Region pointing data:
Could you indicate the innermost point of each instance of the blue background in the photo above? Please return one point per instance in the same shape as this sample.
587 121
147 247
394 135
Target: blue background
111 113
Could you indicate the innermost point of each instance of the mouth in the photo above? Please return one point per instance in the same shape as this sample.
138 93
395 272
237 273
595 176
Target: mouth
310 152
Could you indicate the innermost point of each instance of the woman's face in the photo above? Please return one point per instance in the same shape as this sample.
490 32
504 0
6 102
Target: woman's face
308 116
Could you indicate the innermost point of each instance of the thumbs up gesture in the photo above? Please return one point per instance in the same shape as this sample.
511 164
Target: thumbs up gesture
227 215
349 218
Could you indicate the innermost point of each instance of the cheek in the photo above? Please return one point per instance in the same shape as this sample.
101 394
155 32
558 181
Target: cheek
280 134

AIM OF THE TASK:
Line by line, reproduce the data exactly as given.

RESULT BELOW:
Could you indicate the innermost point of each instance of the blue background in the photo above? Please return one point per instance in the same shape as this sample.
587 121
147 247
394 135
Target: blue background
111 113
Could you indicate the innermost point of each instance of the mouth in the photo above? Please return one point per instance in the same shape as this sample.
138 93
395 272
237 273
595 176
Target: mouth
310 152
Could you indicate the innermost point of each instance of the woman's face in the photo above? Please return one point per instance in the same shape as this sample.
490 32
504 0
6 102
Target: woman's face
308 116
Could you indicate the innermost point of each instance of the thumbs up gesture in the photo above? Please return one point per instance in the same shape as this sample.
511 164
Target: thumbs up gesture
227 215
349 218
Could you indicate the innermost point of each instance of the cheek in the photo above? Please return one point per instance in the same shape as this sample.
101 394
155 32
558 181
Target: cheek
280 134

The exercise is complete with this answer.